> **WHAT TO WORK ON**
Output exactly the lines between the line that contains "Can you find the building" and the last line of the material, counting both.

** Opening DATA TO USE block **

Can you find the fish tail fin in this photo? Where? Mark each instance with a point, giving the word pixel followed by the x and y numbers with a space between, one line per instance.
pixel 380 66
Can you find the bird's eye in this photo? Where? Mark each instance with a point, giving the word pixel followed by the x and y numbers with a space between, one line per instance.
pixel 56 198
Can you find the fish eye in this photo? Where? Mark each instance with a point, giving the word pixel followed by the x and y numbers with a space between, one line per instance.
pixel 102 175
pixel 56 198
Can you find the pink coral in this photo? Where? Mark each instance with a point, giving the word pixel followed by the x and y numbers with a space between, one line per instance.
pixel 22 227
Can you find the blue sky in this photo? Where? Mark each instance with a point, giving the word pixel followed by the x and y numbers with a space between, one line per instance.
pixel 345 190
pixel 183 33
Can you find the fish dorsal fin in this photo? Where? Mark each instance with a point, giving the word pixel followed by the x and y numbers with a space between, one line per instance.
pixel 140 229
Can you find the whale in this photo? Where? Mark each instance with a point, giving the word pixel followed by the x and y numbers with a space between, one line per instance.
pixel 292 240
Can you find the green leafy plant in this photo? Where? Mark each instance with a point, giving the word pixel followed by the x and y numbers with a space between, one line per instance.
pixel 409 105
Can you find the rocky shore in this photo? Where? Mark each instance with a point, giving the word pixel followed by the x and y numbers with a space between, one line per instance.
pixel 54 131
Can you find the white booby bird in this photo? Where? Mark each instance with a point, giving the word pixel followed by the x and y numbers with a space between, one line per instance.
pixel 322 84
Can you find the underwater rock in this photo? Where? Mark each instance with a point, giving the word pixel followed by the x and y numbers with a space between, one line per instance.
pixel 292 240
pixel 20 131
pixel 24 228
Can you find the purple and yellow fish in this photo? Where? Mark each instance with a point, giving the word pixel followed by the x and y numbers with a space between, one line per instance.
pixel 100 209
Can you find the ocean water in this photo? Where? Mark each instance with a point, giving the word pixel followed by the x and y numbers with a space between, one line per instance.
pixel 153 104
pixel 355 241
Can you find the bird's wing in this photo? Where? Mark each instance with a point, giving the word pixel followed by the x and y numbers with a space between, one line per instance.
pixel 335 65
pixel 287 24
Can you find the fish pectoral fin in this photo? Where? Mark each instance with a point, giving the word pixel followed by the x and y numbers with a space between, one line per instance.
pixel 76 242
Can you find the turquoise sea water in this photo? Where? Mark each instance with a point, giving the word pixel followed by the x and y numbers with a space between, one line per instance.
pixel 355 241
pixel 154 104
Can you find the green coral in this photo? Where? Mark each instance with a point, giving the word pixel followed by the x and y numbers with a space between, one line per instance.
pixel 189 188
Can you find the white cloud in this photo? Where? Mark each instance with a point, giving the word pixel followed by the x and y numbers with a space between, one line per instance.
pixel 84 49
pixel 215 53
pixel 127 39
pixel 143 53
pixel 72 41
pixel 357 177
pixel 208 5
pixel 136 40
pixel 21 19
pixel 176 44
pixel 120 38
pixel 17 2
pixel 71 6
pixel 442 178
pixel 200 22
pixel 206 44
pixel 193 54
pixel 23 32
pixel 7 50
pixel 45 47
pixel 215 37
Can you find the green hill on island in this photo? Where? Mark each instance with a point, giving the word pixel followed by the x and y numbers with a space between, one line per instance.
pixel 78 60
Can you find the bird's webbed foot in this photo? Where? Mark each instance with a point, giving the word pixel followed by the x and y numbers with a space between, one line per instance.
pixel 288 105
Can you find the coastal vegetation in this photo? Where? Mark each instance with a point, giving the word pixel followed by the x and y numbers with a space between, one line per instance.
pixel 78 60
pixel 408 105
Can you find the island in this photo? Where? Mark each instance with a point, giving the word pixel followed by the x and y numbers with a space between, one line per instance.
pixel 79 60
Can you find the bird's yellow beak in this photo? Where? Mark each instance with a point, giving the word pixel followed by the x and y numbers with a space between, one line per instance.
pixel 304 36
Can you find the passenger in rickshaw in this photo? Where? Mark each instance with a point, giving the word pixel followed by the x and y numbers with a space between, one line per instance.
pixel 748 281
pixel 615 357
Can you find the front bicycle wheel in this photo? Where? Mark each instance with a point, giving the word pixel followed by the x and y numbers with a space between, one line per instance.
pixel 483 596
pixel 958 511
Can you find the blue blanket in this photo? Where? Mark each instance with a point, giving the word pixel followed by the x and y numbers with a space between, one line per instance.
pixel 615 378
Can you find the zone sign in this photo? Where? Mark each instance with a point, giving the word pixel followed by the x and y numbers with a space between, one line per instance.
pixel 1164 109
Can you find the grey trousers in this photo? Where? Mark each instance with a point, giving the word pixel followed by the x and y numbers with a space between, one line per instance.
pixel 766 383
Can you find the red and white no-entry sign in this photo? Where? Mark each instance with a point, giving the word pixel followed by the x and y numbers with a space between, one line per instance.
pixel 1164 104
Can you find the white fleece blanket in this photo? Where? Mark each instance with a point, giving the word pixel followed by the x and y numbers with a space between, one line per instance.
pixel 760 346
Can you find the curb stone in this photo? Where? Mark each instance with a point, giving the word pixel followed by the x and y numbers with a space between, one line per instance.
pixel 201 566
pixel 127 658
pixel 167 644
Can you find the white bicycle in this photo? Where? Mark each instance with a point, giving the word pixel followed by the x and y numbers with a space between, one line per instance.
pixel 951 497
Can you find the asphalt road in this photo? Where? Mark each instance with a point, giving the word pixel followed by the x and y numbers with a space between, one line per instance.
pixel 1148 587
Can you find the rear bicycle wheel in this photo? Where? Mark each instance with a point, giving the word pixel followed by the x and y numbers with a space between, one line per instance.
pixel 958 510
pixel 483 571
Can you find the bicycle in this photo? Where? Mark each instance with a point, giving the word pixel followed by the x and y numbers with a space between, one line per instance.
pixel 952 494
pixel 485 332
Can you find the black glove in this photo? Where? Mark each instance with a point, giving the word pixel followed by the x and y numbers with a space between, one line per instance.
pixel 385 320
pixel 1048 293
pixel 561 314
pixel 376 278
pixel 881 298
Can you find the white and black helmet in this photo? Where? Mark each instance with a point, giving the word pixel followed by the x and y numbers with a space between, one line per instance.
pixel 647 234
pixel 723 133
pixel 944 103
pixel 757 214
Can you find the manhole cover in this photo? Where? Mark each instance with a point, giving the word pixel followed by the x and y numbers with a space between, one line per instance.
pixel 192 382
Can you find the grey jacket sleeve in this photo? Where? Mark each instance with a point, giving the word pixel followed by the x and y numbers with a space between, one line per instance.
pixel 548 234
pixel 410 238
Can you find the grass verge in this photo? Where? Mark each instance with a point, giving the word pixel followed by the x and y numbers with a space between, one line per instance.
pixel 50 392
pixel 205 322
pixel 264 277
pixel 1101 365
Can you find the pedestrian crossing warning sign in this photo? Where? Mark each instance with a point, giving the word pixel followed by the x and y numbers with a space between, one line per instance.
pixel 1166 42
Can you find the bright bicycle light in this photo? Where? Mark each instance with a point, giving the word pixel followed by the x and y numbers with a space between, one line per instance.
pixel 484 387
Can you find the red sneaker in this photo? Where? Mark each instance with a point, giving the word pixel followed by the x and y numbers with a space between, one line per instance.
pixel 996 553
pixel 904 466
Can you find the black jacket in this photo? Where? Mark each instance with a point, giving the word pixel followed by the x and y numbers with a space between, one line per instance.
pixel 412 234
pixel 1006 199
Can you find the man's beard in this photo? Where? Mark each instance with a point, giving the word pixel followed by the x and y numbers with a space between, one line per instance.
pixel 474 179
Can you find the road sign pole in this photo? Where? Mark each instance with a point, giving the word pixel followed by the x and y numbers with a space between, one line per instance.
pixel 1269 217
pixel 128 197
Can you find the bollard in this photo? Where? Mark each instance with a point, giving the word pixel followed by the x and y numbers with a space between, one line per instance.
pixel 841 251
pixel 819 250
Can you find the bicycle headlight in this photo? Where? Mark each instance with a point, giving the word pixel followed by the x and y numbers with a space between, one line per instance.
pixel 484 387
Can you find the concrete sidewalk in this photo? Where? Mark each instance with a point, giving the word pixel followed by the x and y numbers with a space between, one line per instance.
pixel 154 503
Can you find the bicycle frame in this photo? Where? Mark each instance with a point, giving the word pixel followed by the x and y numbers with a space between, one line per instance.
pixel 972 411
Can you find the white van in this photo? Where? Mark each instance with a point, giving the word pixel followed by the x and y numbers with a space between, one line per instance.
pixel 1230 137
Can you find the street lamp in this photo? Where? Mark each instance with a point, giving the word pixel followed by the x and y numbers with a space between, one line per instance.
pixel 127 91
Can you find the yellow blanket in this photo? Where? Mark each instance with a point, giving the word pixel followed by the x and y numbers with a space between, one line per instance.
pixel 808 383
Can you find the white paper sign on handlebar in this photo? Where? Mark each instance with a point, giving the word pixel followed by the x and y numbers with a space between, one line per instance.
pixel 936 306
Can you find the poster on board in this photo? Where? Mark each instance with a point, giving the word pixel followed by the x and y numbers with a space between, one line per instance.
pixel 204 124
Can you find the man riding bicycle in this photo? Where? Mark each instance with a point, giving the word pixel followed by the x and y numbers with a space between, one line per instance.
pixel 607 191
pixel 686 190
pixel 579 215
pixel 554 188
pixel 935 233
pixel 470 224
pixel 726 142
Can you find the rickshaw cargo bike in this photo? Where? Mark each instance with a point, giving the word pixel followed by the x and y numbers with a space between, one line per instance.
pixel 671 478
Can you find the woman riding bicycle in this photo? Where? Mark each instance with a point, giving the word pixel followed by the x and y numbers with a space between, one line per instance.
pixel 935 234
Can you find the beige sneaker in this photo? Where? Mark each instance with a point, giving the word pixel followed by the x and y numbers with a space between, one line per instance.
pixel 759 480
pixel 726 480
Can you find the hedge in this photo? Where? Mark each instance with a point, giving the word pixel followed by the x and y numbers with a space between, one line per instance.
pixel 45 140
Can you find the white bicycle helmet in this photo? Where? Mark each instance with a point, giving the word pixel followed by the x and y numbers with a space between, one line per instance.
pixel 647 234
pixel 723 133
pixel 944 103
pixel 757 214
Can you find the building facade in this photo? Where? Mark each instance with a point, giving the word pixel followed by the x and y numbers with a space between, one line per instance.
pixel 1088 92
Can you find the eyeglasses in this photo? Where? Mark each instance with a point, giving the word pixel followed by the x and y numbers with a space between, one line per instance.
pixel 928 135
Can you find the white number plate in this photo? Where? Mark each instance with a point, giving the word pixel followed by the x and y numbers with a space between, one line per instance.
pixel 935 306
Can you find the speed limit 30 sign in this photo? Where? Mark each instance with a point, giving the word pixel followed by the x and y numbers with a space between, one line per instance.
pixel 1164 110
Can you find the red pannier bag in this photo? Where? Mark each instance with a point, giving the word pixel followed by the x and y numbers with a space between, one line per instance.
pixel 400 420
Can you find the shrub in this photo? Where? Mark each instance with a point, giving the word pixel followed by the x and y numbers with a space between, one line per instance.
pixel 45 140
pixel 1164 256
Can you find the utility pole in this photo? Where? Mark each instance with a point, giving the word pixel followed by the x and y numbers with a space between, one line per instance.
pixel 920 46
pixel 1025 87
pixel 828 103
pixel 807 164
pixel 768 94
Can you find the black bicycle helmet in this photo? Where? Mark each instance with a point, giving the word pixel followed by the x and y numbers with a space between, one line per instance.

** Closing DATA TO USE block **

> **TASK OUTPUT**
Can you find the building facade in this photo? Where? Mark each instance with a point, giving the word pixel followed by the x and y numbers with a space between, one line per instance.
pixel 1088 92
Can you find the eyeglasses in this photo? Where? Mark each instance with a point, giving the word pixel followed by the x and y numbers with a space between, one line per instance.
pixel 928 135
Can you find the white number plate in this photo? Where? Mark each instance with a point, giving the word pixel followed by the x and y numbers with a space between, one line per instance.
pixel 935 306
Can you find the speed limit 30 sign in this photo? Where? Mark each instance with a point, giving the word pixel followed by the x and y numbers with a space between, one line per instance.
pixel 1164 110
Can you find the red pannier bag in this photo? Where? Mark each instance with a point, giving the word pixel followed by the x and y numbers with a space between, one line per instance.
pixel 400 420
Can you find the shrub in this photo? Where? Mark each instance with a point, giving the word pixel followed by the x and y numbers with a space between, one line per instance.
pixel 45 140
pixel 1164 256
Can you find the utility pole in this photo? Where? Mark each instance with a point, giving the word pixel followed by the x and y numbers with a space between, one line per instance.
pixel 920 46
pixel 1025 87
pixel 828 103
pixel 807 164
pixel 768 94
Can you find the black bicycle helmet in this photo? Where? Mark each instance with a point, giving the word pixel followed by the x and y numbers with a space between, one line per instance.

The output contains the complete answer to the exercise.